● **TASK GOAL**
Select and copy every line of the entries below that contains the word "window". Matching is case-sensitive.

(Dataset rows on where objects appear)
_ _ _

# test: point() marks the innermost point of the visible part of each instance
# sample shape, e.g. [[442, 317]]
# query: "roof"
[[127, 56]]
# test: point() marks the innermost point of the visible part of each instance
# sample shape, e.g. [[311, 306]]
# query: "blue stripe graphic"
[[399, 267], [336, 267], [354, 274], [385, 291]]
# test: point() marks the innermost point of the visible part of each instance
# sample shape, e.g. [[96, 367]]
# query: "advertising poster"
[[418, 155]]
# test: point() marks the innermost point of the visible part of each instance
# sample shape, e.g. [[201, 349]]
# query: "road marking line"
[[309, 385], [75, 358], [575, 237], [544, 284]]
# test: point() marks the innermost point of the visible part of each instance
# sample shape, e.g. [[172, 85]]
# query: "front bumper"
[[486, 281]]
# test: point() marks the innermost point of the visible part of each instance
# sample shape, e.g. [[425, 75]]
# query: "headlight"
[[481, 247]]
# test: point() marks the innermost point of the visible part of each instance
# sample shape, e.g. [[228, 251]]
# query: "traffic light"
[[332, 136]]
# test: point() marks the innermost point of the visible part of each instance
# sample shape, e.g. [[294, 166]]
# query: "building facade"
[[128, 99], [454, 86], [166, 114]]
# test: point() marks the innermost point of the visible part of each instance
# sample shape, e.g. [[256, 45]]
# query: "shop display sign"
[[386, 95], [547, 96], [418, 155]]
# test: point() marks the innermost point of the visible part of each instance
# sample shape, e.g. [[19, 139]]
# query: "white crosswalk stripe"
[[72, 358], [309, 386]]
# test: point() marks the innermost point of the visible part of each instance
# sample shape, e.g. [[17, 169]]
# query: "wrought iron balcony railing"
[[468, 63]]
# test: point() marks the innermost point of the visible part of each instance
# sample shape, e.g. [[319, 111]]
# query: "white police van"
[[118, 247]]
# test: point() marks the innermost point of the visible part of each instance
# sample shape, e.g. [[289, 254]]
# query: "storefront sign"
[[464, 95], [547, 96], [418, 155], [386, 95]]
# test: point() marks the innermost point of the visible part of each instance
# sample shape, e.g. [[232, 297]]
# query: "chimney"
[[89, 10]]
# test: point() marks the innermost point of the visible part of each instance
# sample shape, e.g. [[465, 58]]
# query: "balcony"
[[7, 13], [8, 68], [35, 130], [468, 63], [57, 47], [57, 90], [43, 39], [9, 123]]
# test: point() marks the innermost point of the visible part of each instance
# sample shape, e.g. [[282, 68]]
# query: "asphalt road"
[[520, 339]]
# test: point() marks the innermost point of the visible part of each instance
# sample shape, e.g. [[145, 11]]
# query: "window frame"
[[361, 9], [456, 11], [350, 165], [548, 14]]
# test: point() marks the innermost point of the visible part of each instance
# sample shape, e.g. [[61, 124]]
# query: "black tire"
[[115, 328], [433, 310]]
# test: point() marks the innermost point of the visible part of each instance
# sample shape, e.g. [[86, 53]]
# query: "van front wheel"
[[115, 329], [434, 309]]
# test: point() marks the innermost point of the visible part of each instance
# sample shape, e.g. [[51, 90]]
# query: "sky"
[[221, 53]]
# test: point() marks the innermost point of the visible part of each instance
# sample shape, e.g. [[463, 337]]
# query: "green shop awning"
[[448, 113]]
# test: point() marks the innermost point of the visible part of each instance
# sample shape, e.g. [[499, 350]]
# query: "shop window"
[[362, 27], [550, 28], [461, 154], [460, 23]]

_ _ _

● **OUTPUT BELOW**
# query: "window frame"
# query: "shop window"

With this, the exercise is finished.